— Begin Given records —

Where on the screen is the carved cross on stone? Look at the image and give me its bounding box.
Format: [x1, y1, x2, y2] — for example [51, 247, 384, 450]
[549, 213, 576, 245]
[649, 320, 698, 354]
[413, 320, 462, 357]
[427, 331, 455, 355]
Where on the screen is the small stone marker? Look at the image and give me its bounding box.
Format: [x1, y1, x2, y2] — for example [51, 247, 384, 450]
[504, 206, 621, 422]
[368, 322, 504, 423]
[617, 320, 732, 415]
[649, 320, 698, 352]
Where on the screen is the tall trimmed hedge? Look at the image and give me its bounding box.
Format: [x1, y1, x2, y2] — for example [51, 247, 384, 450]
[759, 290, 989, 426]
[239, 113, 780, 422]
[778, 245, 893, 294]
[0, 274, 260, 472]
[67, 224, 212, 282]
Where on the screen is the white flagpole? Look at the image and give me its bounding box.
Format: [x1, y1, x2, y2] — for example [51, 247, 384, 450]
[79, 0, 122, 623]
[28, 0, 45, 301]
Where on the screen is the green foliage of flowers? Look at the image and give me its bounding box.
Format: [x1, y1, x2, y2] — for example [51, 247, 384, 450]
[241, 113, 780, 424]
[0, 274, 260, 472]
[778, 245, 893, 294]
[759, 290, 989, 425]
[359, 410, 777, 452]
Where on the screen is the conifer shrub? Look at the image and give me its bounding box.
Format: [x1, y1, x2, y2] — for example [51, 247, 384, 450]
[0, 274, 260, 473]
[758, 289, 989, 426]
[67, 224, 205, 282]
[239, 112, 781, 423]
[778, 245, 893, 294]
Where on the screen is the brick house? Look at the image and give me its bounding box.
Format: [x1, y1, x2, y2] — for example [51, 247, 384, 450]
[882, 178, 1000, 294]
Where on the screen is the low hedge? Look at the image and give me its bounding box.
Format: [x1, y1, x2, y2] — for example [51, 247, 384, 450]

— End Given records —

Swap each "bounding box" in the data above for "enclosing rectangle" and copy out the rest of the data unchanged.

Where on the screen is the carved cross on stone? Look at the image and give me its enclosing rectangle.
Format: [x1, y1, x2, y2] — for example [51, 247, 384, 450]
[549, 213, 576, 245]
[649, 320, 698, 354]
[413, 320, 462, 357]
[427, 331, 455, 355]
Where on the screen is the small stone marker? Look at the image and give me its enclosing rectangle.
Format: [x1, y1, x2, y2] — for example [51, 247, 384, 450]
[504, 206, 621, 422]
[368, 322, 504, 423]
[617, 320, 732, 415]
[649, 320, 698, 352]
Where on the screen is the tall trimmed hedge? Look at the image and give me its enclosing rectangle.
Format: [x1, y1, x2, y2] — for example [51, 247, 384, 450]
[759, 290, 989, 426]
[239, 113, 780, 422]
[778, 245, 893, 294]
[0, 274, 260, 472]
[67, 224, 212, 282]
Where on the screen is the white flagpole? Look at the image and give me its enclosing rectangle.
Format: [x1, y1, x2, y2] — for example [51, 247, 384, 450]
[79, 0, 122, 623]
[28, 0, 45, 301]
Where on the screen is the green foliage of flowers? Look at the image and give me its enclosing rectangle.
Format: [x1, y1, x2, y2] — for example [51, 247, 384, 450]
[241, 113, 780, 424]
[0, 274, 260, 472]
[778, 245, 893, 294]
[759, 290, 989, 425]
[359, 410, 777, 452]
Where on the screen is the conifer shrub? Look at the image and give me its enclosing rectangle.
Format: [x1, y1, x2, y2] — for example [51, 247, 384, 450]
[0, 274, 260, 473]
[758, 289, 989, 426]
[67, 224, 205, 282]
[239, 112, 781, 423]
[778, 245, 893, 294]
Where on the screen is the brick house? Look at the image and give me its enclosing rectangle.
Format: [x1, y1, x2, y2] — for example [51, 247, 384, 450]
[882, 178, 1000, 294]
Where on the screen is the low hedge? Look at the image and give me its enclosing rectangle.
Format: [x1, y1, x2, y2] — for example [51, 247, 384, 450]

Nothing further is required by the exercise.